= Given problem =
Reproduce each of the lines below character for character, with no changes.

begin

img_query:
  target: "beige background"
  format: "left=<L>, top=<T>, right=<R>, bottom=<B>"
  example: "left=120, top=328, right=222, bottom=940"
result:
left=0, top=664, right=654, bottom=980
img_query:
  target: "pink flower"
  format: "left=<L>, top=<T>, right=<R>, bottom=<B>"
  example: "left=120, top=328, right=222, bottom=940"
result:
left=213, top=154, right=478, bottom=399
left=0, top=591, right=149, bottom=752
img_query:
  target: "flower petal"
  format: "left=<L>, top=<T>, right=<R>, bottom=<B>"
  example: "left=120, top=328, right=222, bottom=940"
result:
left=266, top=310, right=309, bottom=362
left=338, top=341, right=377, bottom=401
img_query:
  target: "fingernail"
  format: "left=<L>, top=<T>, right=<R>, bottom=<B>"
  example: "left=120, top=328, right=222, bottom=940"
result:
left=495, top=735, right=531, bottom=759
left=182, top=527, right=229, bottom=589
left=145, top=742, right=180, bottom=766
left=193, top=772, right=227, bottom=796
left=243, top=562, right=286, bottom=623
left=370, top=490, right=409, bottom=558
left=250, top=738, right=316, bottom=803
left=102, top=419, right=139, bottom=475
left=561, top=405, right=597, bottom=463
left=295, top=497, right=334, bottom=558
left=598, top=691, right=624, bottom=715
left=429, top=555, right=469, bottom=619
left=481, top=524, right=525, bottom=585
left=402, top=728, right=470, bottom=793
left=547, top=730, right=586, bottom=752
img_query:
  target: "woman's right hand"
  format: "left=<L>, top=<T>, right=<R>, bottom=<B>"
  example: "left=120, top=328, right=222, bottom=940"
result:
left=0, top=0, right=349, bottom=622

end

= The solution =
img_query:
  target: "beige background"
  format: "left=<L>, top=<T>, right=<R>, bottom=<B>"
  example: "left=120, top=328, right=222, bottom=940"
result:
left=0, top=664, right=654, bottom=980
img_query:
  target: "pink flower"
  format: "left=<L>, top=<T>, right=<R>, bottom=<B>"
  example: "left=120, top=328, right=222, bottom=940"
result:
left=213, top=154, right=478, bottom=399
left=0, top=591, right=149, bottom=752
img_query:
  target: "flower petal"
  format: "left=<L>, top=<T>, right=<R>, bottom=<B>"
  example: "left=120, top=328, right=222, bottom=940"
result:
left=266, top=310, right=309, bottom=362
left=338, top=341, right=377, bottom=401
img_query:
  target: "fingernail"
  format: "left=<L>, top=<T>, right=<R>, bottom=<B>"
  example: "left=120, top=328, right=222, bottom=940"
result:
left=495, top=735, right=531, bottom=759
left=182, top=527, right=229, bottom=589
left=145, top=742, right=180, bottom=766
left=193, top=772, right=227, bottom=796
left=243, top=562, right=286, bottom=623
left=370, top=490, right=409, bottom=558
left=250, top=738, right=316, bottom=803
left=102, top=419, right=139, bottom=475
left=561, top=405, right=597, bottom=463
left=295, top=497, right=334, bottom=558
left=598, top=691, right=624, bottom=715
left=429, top=555, right=469, bottom=619
left=481, top=524, right=525, bottom=585
left=402, top=728, right=470, bottom=793
left=547, top=730, right=586, bottom=752
img_query:
  target: "woman's right hand"
  format: "left=<L>, top=<T>, right=<R>, bottom=<B>"
  example: "left=120, top=328, right=222, bottom=940"
result:
left=0, top=0, right=349, bottom=622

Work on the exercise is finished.